TASK DESCRIPTION >>
This exercise asks for every line of the material that includes the word "reflection".

- - - - - - -

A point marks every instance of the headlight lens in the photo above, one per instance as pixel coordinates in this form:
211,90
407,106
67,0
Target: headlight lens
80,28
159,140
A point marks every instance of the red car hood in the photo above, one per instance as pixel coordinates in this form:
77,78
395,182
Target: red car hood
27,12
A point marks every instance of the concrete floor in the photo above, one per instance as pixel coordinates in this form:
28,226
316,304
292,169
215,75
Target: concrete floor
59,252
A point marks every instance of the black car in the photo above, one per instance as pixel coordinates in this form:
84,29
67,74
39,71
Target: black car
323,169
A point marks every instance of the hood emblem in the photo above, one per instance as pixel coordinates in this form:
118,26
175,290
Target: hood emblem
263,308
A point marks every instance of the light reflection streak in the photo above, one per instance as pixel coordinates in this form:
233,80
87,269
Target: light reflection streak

- - - - - - -

RESULT OF THE EXERCISE >>
A point marks every instance of the light reflection streak in the photo above, one per instance as pixel coordinates in this form:
Target: light reflection streak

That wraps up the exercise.